**Short task**. Turn every line of the records below into a Markdown table with the columns Row and Text. Number the lines in Row, put each line in Text, and leave out blank lines.
——
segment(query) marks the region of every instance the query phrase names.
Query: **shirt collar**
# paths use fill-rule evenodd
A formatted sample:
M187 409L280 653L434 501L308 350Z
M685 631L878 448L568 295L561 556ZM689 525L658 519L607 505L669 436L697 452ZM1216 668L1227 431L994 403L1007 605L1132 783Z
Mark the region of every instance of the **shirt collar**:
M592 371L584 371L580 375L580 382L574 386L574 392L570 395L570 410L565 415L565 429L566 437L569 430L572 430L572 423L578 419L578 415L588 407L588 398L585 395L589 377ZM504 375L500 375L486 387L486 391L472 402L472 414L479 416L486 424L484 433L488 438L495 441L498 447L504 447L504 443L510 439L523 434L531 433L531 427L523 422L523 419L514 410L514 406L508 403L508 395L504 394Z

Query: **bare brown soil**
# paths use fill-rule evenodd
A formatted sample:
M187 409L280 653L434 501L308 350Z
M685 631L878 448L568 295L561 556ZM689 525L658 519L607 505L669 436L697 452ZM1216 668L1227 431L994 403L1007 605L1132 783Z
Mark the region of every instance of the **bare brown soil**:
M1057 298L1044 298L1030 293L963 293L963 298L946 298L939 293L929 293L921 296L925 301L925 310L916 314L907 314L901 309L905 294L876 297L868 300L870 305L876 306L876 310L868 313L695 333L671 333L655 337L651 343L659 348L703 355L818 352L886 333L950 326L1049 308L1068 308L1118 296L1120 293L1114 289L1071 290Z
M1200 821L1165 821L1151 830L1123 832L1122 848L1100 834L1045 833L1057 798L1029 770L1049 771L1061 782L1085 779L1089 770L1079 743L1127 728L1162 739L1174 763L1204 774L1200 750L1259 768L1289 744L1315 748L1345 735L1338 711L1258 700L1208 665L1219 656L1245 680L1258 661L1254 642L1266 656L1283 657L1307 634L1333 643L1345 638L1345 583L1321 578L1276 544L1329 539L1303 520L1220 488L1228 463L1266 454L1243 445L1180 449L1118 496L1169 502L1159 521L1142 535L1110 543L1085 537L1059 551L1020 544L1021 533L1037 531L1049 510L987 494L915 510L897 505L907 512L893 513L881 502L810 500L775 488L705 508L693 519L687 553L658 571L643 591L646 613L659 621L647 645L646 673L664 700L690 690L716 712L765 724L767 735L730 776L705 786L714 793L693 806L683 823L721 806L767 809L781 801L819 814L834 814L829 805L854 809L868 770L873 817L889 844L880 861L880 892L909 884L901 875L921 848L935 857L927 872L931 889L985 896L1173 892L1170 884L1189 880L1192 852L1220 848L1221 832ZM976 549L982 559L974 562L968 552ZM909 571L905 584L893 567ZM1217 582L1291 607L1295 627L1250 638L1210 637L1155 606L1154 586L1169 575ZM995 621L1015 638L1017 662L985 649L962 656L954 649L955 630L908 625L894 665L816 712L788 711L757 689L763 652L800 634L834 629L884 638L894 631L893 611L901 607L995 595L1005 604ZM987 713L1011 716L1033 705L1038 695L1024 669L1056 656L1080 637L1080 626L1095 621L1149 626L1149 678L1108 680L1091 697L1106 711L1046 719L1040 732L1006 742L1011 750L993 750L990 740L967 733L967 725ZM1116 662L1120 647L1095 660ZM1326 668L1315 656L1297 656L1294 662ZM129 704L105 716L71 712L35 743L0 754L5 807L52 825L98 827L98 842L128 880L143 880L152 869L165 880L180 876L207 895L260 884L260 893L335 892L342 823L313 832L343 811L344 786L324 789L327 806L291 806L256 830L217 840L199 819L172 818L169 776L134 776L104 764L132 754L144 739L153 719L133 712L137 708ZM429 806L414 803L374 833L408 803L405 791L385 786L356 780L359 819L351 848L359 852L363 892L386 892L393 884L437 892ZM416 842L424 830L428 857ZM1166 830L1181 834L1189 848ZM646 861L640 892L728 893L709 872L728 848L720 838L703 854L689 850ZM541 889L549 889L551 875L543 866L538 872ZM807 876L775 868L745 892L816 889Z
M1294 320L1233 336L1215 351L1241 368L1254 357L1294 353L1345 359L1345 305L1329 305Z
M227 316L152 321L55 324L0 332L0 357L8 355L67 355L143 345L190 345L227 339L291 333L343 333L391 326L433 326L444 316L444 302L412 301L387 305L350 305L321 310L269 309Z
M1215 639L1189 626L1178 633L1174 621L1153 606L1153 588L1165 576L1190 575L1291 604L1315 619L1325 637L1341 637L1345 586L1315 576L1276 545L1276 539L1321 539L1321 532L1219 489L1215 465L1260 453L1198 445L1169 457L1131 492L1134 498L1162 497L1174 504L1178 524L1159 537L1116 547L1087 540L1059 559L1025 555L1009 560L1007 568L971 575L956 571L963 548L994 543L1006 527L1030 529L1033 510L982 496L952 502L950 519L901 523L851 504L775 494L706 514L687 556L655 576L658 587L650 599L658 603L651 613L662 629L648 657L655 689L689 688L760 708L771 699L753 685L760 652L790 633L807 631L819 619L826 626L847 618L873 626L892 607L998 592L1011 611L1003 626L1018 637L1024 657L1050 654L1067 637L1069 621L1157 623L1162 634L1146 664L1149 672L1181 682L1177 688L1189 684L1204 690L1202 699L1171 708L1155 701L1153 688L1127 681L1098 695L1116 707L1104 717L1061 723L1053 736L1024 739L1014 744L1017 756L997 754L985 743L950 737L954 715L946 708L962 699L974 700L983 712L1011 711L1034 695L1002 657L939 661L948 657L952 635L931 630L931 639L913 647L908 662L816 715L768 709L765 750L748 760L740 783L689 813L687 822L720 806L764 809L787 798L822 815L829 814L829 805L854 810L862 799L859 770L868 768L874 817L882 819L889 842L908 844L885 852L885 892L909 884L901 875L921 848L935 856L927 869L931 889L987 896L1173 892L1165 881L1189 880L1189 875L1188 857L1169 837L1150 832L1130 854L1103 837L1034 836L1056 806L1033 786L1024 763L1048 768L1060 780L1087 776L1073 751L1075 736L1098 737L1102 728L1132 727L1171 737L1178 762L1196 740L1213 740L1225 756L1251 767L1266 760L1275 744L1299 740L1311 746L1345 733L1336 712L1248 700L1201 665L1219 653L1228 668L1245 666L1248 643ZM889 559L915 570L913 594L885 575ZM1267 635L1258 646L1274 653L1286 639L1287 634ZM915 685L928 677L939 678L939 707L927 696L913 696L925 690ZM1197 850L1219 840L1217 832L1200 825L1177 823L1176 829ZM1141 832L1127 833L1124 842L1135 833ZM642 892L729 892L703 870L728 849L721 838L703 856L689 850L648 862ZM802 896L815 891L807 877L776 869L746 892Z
——
**Full output**.
| Row | Text |
|---|---|
| 1 | segment(query) marks the region of every instance the query phrase names. |
| 2 | Query: **shirt collar** |
| 3 | # paths use fill-rule evenodd |
| 4 | A formatted sample: |
| 5 | M187 409L280 653L434 501L308 350Z |
| 6 | M685 631L878 448L568 295L561 556ZM689 525L658 519L607 505L669 436L697 452ZM1216 668L1227 431L994 403L1007 605L1132 783Z |
| 7 | Mark the region of every instance of the **shirt collar**: |
| 8 | M592 371L584 371L580 375L580 382L574 386L574 392L570 395L570 410L565 415L565 429L566 437L569 430L572 430L572 423L578 419L578 415L588 407L588 398L585 395L589 377ZM504 375L500 375L486 387L486 391L472 402L472 414L479 416L486 424L484 433L488 438L495 441L498 447L504 447L504 443L510 439L523 434L531 433L531 427L523 422L523 419L514 410L514 406L508 403L508 395L504 394Z |
| 9 | Query: **bare brown soil** |
| 10 | # paths use fill-rule evenodd |
| 11 | A formatted sample: |
| 12 | M187 409L280 653L434 501L308 350Z |
| 13 | M685 631L878 448L568 295L561 556ZM689 525L658 519L607 505L669 436L697 452ZM1216 668L1227 431L994 403L1007 605L1132 783Z |
| 14 | Mark the region of every instance of the **bare brown soil**: |
| 15 | M1057 298L1044 298L1030 293L963 293L963 298L946 298L939 293L929 293L921 296L925 301L925 310L916 314L907 314L901 309L905 294L876 297L868 300L870 305L876 306L876 310L868 313L695 333L671 333L655 337L651 343L659 348L703 355L818 352L886 333L950 326L1049 308L1068 308L1118 296L1120 293L1114 289L1071 290Z |
| 16 | M1200 821L1165 821L1151 830L1123 832L1122 848L1100 834L1045 833L1057 798L1029 770L1049 771L1061 782L1085 779L1089 770L1079 743L1127 728L1162 739L1174 763L1204 774L1200 750L1259 768L1289 744L1315 748L1345 735L1338 711L1258 700L1208 665L1219 656L1245 680L1258 661L1254 642L1266 656L1283 657L1307 634L1333 643L1345 638L1345 583L1321 578L1276 544L1329 539L1303 520L1220 488L1228 463L1266 454L1243 445L1180 449L1118 496L1169 502L1159 521L1142 535L1110 543L1085 537L1059 551L1020 544L1021 533L1037 531L1049 510L987 494L915 510L897 505L907 512L893 513L881 502L810 500L775 488L705 508L693 519L687 553L658 571L643 591L646 613L659 621L647 645L646 673L664 700L690 690L716 712L765 724L767 735L730 776L705 786L714 793L693 806L683 823L721 806L767 809L781 801L819 814L834 814L829 805L854 809L868 770L873 817L889 844L880 861L880 892L909 884L901 875L921 848L935 857L927 872L931 889L985 896L1173 892L1170 884L1189 880L1192 852L1220 848L1221 832ZM976 549L982 559L974 562L968 552ZM909 571L905 584L893 567ZM1217 582L1291 607L1295 627L1250 638L1210 637L1155 606L1154 586L1169 575ZM995 621L1015 638L1017 662L985 649L962 656L954 649L955 630L908 625L894 665L816 712L788 711L757 689L763 652L800 634L834 629L884 638L894 631L893 611L901 607L995 595L1005 604ZM987 713L1011 716L1033 705L1038 695L1024 669L1056 656L1080 637L1080 626L1095 621L1149 626L1149 678L1108 680L1091 697L1106 711L1046 719L1040 732L1006 742L1011 750L993 750L990 740L967 733L967 725ZM1116 662L1120 647L1095 660ZM1326 668L1315 656L1297 656L1294 662ZM129 704L105 716L71 712L35 743L0 754L5 807L52 825L98 827L98 842L128 880L143 880L152 869L165 880L180 876L207 895L260 884L260 893L335 892L342 823L313 832L343 811L344 786L324 789L327 806L291 806L256 830L217 840L199 819L172 818L169 776L134 776L104 764L132 754L144 739L153 719L133 712L137 708ZM429 806L414 803L374 833L408 803L405 791L385 786L356 780L359 819L351 848L359 852L363 892L386 892L393 884L437 892ZM416 842L424 830L428 857ZM1166 830L1181 834L1189 848ZM646 861L640 892L728 893L709 872L728 848L720 838L703 854L689 850ZM541 889L549 889L551 875L543 866L538 872ZM807 876L775 868L745 892L816 889Z |
| 17 | M1294 320L1233 336L1215 351L1241 368L1254 357L1294 353L1345 359L1345 305L1329 305Z |
| 18 | M227 316L152 321L55 324L0 332L0 357L8 355L67 355L143 345L190 345L227 339L291 333L343 333L391 326L433 326L444 316L444 302L412 301L387 305L350 305L321 310L269 309Z |
| 19 | M1215 639L1189 626L1178 633L1174 621L1153 606L1153 588L1165 576L1190 575L1291 604L1315 619L1325 637L1341 637L1345 586L1315 576L1276 545L1276 539L1321 539L1321 532L1219 489L1215 465L1260 453L1198 445L1169 457L1131 492L1134 498L1162 497L1174 504L1178 524L1159 537L1116 547L1087 540L1059 559L1025 555L1009 560L1007 568L971 575L956 571L963 548L994 543L1006 527L1030 529L1033 510L982 496L952 502L950 519L901 523L851 504L775 494L706 514L687 556L655 576L658 587L650 599L658 603L651 613L662 629L648 657L655 689L689 688L760 708L771 699L753 685L760 652L790 633L807 631L819 619L826 626L847 618L873 626L892 607L998 592L1011 611L1003 626L1018 637L1024 657L1050 654L1067 637L1069 621L1157 623L1162 634L1146 664L1149 672L1181 682L1177 688L1189 684L1204 690L1202 699L1171 708L1155 701L1153 688L1127 681L1098 695L1116 707L1104 717L1061 723L1053 736L1024 739L1014 744L1017 756L997 754L985 743L950 737L954 715L946 708L962 699L974 700L983 712L1011 711L1034 695L1002 657L939 661L948 657L952 635L931 630L931 639L913 647L908 662L816 715L768 709L765 750L748 760L740 783L689 813L687 822L720 806L764 809L787 798L822 815L829 814L829 805L854 810L862 799L859 770L868 768L874 817L882 819L889 842L908 844L885 852L885 892L909 884L901 875L921 848L935 856L927 869L931 889L987 896L1173 892L1165 881L1189 880L1189 875L1188 857L1169 837L1150 832L1130 854L1103 837L1034 836L1056 806L1033 786L1024 763L1048 768L1060 780L1087 776L1073 751L1075 736L1098 737L1102 728L1132 727L1171 737L1178 762L1196 740L1213 740L1225 756L1251 767L1266 760L1275 744L1299 740L1311 746L1345 733L1336 712L1248 700L1201 665L1219 653L1228 668L1245 666L1248 643ZM889 559L915 570L913 594L885 575ZM1267 635L1258 646L1274 653L1286 639L1287 634ZM915 685L928 677L939 678L939 707L927 696L913 696L925 690ZM1197 850L1219 840L1217 832L1200 825L1177 823L1176 829ZM1141 832L1127 833L1124 842L1135 833ZM642 892L729 892L703 870L728 849L721 838L703 856L689 850L648 862ZM802 896L815 891L807 877L776 869L746 892Z |